▶ [ACTIVITY]: Copy out every line from the records that includes "where".

(Saved entries)
%%
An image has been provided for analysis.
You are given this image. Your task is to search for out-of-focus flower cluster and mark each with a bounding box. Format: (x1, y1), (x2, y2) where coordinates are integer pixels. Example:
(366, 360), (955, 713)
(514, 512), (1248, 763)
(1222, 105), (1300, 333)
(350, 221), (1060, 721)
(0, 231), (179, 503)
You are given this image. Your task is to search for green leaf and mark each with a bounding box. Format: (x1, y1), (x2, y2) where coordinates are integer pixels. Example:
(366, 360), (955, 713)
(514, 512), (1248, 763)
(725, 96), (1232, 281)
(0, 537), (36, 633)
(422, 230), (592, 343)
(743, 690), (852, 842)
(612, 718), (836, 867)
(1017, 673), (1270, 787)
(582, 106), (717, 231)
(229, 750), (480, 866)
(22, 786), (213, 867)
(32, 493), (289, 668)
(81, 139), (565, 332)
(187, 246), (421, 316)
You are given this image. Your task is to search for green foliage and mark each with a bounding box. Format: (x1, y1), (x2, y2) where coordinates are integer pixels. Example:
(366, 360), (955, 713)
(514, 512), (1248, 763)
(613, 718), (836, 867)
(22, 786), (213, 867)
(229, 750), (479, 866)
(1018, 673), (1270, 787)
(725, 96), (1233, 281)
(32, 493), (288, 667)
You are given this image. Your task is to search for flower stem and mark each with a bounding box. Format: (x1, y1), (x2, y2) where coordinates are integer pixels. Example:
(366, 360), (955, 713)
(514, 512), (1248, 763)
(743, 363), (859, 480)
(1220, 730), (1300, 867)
%%
▶ [TASK ANSWER]:
You are given this image. Your task is to search for out-of-focus flower cluster and mark each with a bounding box. Format: (x1, y1), (x2, y2) where coordinates are integer pixels. Example:
You are given this image. Your task is to search for green leaf and mark each with a bounding box. Format: (x1, y1), (x2, y2) where coordinates are integer pixels. Example:
You are given this image. Your task is to search for green foliage and mark each with a bounding box. Format: (x1, y1), (x2, y2) where coordinates are integer pixels. Example:
You are given this image. Your task is to search for flower stem and mark each with a bounding box. Format: (x1, y1), (x2, y2) where coordinates are integer pixels. Example:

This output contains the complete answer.